P – Conte-nos como começou esta dedicação à música clássica e ao canto, em particular, e a decisão de ir estudar para os Países Baixos?
R – Os meus estudos de música começaram bastante cedo, aos 4 anos, no Conservatório de Música de São José da Guarda. Comecei pela guitarra clássica, estudei durante onze anos até ao fim do 9º ano, portanto, até aos 15 anos. Depois fui para Albergaria-a-Velha fazer o secundário, porque há lá uma escola profissional e eu gostava muito da professora de canto. No final do secundário concorri a várias universidades portuguesas, mas acabei por entrar em Haia. Fui estudar para lá sem bolsa, foi seguir a minha paixão.
P – Como foi a adaptação a uma cidade como Haia, com um idioma e vida diferentes, mas também uma sensibilidade para o mundo das artes e da cultura tão diferente da nossa?
◆ ◆ ◆ ◆ ◆ ◆ ◆
[Objetivos]:
(a) Resume em duas frases a entrevista sobre os estudos de música.
(b) Prolonga a entrevista sobre os estudos de música, dando seguimento à última pergunta apresentada.
Os registos não são necessários para realizar este exercício.
◆ ◆ ◆ ◆ ◆ ◆ ◆
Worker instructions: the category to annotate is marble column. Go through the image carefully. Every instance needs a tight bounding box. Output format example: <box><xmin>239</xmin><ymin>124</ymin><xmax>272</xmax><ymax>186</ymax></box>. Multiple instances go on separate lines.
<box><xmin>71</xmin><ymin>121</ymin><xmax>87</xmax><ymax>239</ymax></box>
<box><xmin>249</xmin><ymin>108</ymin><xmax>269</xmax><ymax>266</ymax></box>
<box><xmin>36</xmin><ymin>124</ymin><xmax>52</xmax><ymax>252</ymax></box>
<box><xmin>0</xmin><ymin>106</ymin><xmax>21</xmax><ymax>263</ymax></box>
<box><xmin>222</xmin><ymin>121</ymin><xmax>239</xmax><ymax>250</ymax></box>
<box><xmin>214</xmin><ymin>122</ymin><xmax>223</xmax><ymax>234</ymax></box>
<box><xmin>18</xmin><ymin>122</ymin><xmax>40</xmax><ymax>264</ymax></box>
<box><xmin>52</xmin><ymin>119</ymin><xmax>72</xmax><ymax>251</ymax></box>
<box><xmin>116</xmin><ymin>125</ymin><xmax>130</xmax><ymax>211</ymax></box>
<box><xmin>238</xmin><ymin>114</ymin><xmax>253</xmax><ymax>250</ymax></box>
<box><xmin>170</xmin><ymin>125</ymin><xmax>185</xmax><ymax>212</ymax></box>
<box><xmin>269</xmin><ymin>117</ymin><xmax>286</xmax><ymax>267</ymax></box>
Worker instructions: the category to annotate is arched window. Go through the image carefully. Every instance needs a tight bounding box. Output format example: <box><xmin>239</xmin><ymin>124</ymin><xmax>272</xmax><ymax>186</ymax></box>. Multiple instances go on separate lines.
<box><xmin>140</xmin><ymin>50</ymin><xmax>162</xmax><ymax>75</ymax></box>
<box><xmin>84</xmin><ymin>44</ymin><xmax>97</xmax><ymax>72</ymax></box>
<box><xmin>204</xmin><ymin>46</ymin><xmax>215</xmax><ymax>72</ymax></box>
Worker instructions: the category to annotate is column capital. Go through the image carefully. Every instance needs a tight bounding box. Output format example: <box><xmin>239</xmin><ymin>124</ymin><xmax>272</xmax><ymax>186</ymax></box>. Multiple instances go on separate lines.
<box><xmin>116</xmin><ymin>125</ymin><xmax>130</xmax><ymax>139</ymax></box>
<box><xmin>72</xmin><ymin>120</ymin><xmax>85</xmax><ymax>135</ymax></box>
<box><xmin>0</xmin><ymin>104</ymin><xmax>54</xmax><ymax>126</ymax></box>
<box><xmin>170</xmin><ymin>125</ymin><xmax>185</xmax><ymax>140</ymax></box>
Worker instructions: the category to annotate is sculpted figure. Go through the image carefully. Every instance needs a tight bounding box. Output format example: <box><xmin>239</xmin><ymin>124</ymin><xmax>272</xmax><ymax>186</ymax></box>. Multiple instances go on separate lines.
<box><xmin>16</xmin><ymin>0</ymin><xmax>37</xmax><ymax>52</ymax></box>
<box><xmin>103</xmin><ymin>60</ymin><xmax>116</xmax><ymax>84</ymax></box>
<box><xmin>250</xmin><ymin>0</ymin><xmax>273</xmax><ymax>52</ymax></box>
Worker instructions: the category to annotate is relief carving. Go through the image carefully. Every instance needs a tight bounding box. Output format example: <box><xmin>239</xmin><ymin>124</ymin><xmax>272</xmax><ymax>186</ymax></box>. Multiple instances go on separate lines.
◆ ◆ ◆ ◆ ◆ ◆ ◆
[Resultados do exercício]:
(a) A pessoa entrevistada começou a estudar música aos 4 anos no Conservatório de Música de São José da Guarda, onde estudou guitarra clássica durante onze anos, e depois fez o secundário numa escola profissional em Albergaria-a-Velha por gostar muito da professora de canto. No final do secundário concorreu a várias universidades portuguesas, mas acabou por entrar em Haia, para onde foi estudar sem bolsa para seguir a sua paixão.

(b)
R – Diria que a adaptação inicial, aquilo que me custou mais, foram as saudades da família, porque sou muito ligada à minha família – é uma das razões que me leva a adorar mais a Guarda. Nos Países Baixos, ser da Guarda ajudou-me imenso por causa do clima, porque são bastante frios, mas como já trazia o hábito dos nossos invernos rigorosos então isso não me custou assim tanto. Quanto à adaptação em si, tenho muitos colegas portugueses na universidade e acho que isso nos ajuda muito a todos. Sentimo-nos muito mais em casa por isso. Mas há outra coisa que me faz muita falta em Haia: é a comida portuguesa, porque nada se lhe compara e cada vez vejo mais isso. Na verdade, foi e é muito bom estar numa cidade com tanto desenvolvimento para a música clássica e para as artes. Ali tenho oportunidade não só de atuar e cantar, mas muito mais de ouvir, de receber e de explorar outras artes e artistas.
P – Em Haia, estuda e sonha dedicar-se ao canto profissionalmente. Como portuguesa, como se vê a concretizar essa ambição?
R – Uma coisa de que tenho muita pena, enquanto cantora, é ter sempre aquele sentimento de que, em Portugal, infelizmente, será muito difícil realizar esse tipo de sonho. Obviamente que adoraria trabalhar no meu país e estar cá a tempo inteiro, mas, por outro lado, sei que me traz oportunidade levar a música clássica e a cultura portuguesas a outros sítios. Acabo a licenciatura daqui a dois anos e gostaria imenso de começar a trabalhar no mundo da ópera e da música clássica, no geral, então acho que é também uma boa oportunidade para Portugal se mostrar lá fora e mostrar o que fazemos aqui.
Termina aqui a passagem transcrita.